§ **ACTIONS TO TAKE**
1. In the passage on Freud and meditation, reproduce verbatim the part that opens with the words containing "Freud would learn" and closes with "to differentiate them.".
2. In the passage on Freud and meditation, how long each night did Freud continue his self-analysis?

§ **PASSAGE PROVIDED**
And now for something completely different …
Question: Was Freud’s method of creating psychoanalysis a meditation of free-assocation?
Meditation
As used by humanity for millennia, meditation has been a powerful tool and exercise.
It begins with a focused concentration on one object. That object can be something concrete like a leaf or something abstract like a relationship. The practitioner defines a boundary around an object and focuses his attention within those confines. When a person attains a certain level of focus on that object, there is a different and more rich understanding that begins to form.
To give several examples, when an athelete describes reaching the “zone” – she is meditating. If a student works at understanding something so greatly that he feels completely immersed in it, then he is also likely meditating. When a video game professional attains a certain mastery and flows with the game, she is meditating.
The level of information and understanding that is gained goes beyond the words of the text or the rules of the game. The benefits of the meditation eventually go beyond the mastery of a skill.
There have been certain types of meditations that have developed through the years. The above noted examples would be considered unstructured meditations. An example of one of the structured types is a meditation on the breath.
It is difficult to describe the benefits of meditating to someone who has not practiced it. But, in the examples of athleticism and academia, the benefits of a complete focus on a subject are at least partially apparent. Perhaps, the meditation on the breath is a bit more obscure, but its effects are most certainly there and can be truly beneficial to a person’s well being.
The point is that there are different types of meditation which largely depend upon the chosen objects of focus. Each type brings about insights and understandings that seem unique to the object. There may be a commonality eventually reached between all of these meditations, but regardless, the insights along the way seem to be different depending upon the object.
Free Association
A theory that I have been entertaining lately is that the development of psychoanalysis started with Freud’s use of a meditation with the chosen object being free association.
Psychoanalysis often mentions free association as a major factor of therapy. I have been told that Freud himself considered his most significant contribution was stressing the importance of associations.
Free association, as I have been able to understand it so far, is a combination of several things:
- a postulate: Thoughts and emotions are not random. The connections between thoughts are considered assocations.
- an action: Allow thoughts to come to mind with as little judgment or censorship as possible, i.e. allow any thought.
- an action: Attempt to infer how the various thoughts are connected.
These three aspects done simultaneously consititute free assocation. It looks complex, and to some degree it is. But, once understood, it can become rather natural. At least some part of psychoanalytic therapy seems to involve the teaching of this technique.
As a person begins to master this meditation, one begins to learn certain things about the process of thought in general as well as things that are unique to the self.
Freud would learn from this meditation about himself and his patients and attempt to generalize the ideas to others. Likely, he came across a mix of concepts – some unique to Freud and some generalizable to humanity. These would need some separating. As he analyzed himself, it was difficult for him to know how to differentiate them.
His continued process of meditating – described as a self-analysis he continued for 30 minutes nightly throughout the end of his life – slowly presented various insights which he began to organize into his voluminous writings.
Meditation is a journey of sorts. There are evolutionary and revolutionary changes of thoughts and emotions that occur as one focuses. As Freud continued to learn and understand similarities and differences between himself and others, he continued to revise his theories. His seminal work on dream theory underwent something like eight revisions throughout his life.
Some ideas have been refuted throughout the years since his death, while others like the unconscious, resistance, and transference have remained largely the same.
Freud’s attempts to categorize and understand the human mind, as altered and amended as they presently are, may have originated from this meditative mind state. Had he continued living and processing his thoughts, he may have made changes to his theory similar to those others have made since. Or not. Who knows?

§ **INPUT DATA**
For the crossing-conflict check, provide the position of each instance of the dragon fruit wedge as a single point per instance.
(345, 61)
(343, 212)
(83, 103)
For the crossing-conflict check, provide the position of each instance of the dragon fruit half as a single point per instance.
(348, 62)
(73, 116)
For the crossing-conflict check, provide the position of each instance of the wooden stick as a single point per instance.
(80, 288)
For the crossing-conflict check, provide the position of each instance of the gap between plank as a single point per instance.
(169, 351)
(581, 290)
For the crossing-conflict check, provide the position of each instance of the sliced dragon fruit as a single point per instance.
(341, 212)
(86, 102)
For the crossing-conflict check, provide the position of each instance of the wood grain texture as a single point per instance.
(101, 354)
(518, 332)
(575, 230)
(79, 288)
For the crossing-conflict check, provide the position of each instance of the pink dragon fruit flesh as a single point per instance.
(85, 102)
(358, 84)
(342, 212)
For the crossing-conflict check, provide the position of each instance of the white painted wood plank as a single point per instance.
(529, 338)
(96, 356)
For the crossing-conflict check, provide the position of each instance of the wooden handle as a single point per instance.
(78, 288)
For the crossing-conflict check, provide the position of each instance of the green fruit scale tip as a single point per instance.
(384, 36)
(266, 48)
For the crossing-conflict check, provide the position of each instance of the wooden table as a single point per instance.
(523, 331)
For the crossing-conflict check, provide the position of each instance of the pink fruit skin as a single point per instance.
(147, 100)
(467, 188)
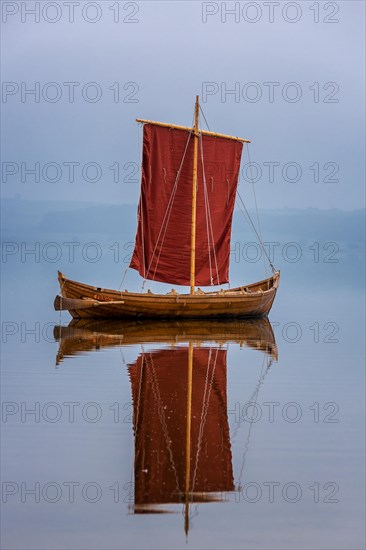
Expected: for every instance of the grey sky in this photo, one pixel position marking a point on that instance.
(166, 56)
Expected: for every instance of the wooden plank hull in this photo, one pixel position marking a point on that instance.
(85, 301)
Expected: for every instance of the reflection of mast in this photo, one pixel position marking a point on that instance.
(253, 399)
(188, 435)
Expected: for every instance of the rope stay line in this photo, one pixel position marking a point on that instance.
(255, 203)
(165, 222)
(209, 221)
(255, 231)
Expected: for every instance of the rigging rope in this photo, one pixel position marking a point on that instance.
(167, 213)
(255, 202)
(203, 114)
(255, 231)
(209, 221)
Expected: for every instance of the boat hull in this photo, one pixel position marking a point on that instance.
(86, 301)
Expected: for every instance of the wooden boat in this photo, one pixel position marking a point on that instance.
(188, 190)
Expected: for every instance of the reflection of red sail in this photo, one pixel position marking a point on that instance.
(159, 391)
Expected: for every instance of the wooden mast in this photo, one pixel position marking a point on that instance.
(194, 195)
(188, 129)
(188, 435)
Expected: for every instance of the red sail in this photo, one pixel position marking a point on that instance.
(163, 240)
(159, 391)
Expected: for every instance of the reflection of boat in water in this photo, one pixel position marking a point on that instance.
(161, 392)
(87, 334)
(180, 410)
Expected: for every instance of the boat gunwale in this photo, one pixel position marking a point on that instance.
(199, 296)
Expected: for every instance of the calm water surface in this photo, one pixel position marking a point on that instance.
(277, 422)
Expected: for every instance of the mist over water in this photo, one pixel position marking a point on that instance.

§ **TASK-BY-TASK RESULTS**
1.
Freud would learn from this meditation about himself and his patients and attempt to generalize the ideas to others. Likely, he came across a mix of concepts – some unique to Freud and some generalizable to humanity. These would need some separating. As he analyzed himself, it was difficult for him to know how to differentiate them.

2. 30 minutes nightly